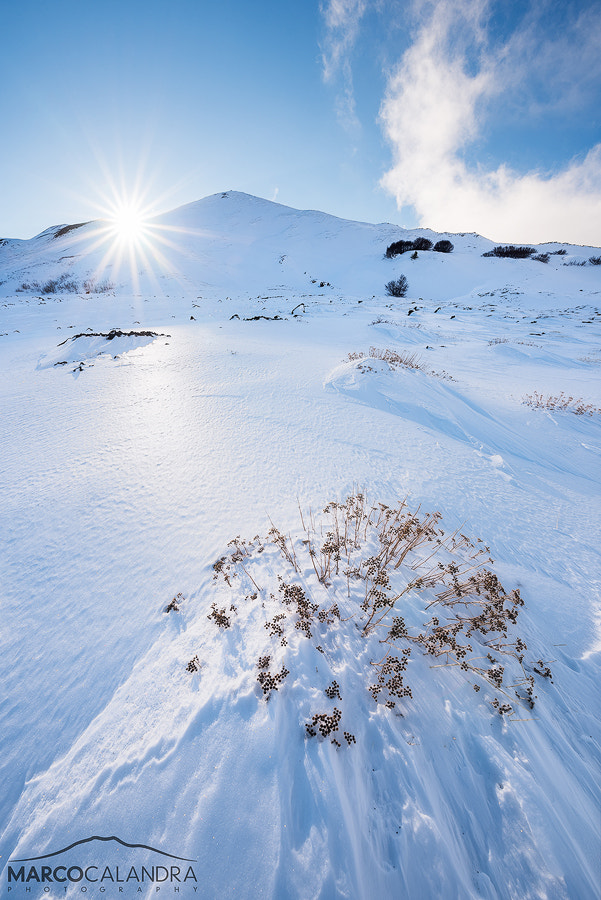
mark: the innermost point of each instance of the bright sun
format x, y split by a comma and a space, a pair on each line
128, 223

--

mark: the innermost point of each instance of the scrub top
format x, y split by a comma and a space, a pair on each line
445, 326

* [WORK INSTRUCTIONS]
Wherever a line above contains "instance", copy that line.

* [TASK ANSWER]
mark: the innermost point of each instance of the bright sun
mark: the innermost point of each instance of the scrub top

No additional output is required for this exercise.